> **Selected text**:

By Kristie Karns ; Updated September 21, 2017

Like most plants, grass comes in a variety of shapes, sizes and colors, and each one has a growth style all its own. Not all grasses do well in shade and some that thrive in shaded areas don’t do well in bright sun. Some grasses do best in cooler months, while others do best in warm months. Shade-friendly grasses are used to fill in areas were sun-intolerant grasses tend to leave bare spots in the lawn.

Red Fescue

Red fescue is a cool-season grass that is tolerant of shade, but does not grow well in bright sun. Though "red" is in its name, the grass is a medium-to-dark green color with narrow blades. Fescue starts easily from seed and grows in full sunlight as well as shade but will likely require more water when planted in full sun areas. This grass prefers moist but not saturated soil. Fescue grows well in soil that is infrequently fertilized and will require watering up to twice a week during the hot months of the year. According to the University of Illinois Extension, red fescue cultivars commonly used in shadier areas include 'Ruby,' 'Pennlawn' and 'Dawson.'

St. Augustine Grass

This type is strictly a warm weather tropical grass, requiring either full sun or some shade, but never total shade. According to the University of Florida's Institute of Food and Agriculture Extension, the most shade-tolerant cultivars of this variety are 'Seville', 'Delmar', 'Floraverde' and 'Captiva', which can get by on five to six hours of sunlight per day.This grass doesn’t do well in cold weather so it should not be planted in Northern climates, but does well in warm regions.

> **Supplied data**:

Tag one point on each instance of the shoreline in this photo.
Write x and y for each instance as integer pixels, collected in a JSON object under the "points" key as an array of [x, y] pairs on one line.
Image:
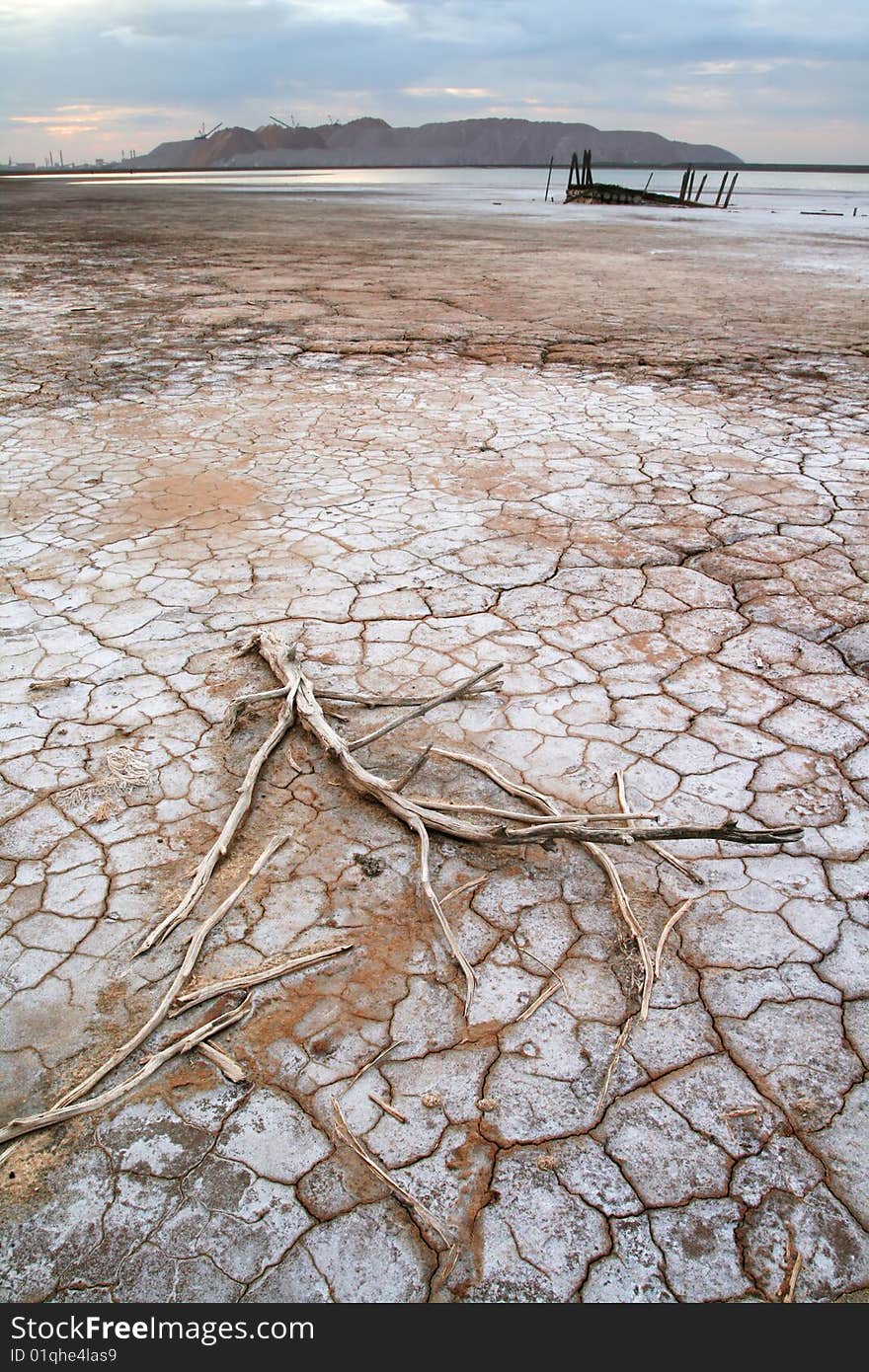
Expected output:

> **Instruction 1**: List every cultivar named in the text on shade-tolerant grasses.
> **Instruction 2**: Retype the text on shade-tolerant grasses from "St. Augustine Grass" up to and including "in warm regions.".

> **Full response 1**: Ruby, Pennlawn, Dawson, Seville, Delmar, Floraverde, Captiva

> **Full response 2**:
St. Augustine Grass

This type is strictly a warm weather tropical grass, requiring either full sun or some shade, but never total shade. According to the University of Florida's Institute of Food and Agriculture Extension, the most shade-tolerant cultivars of this variety are 'Seville', 'Delmar', 'Floraverde' and 'Captiva', which can get by on five to six hours of sunlight per day.This grass doesn’t do well in cold weather so it should not be planted in Northern climates, but does well in warm regions.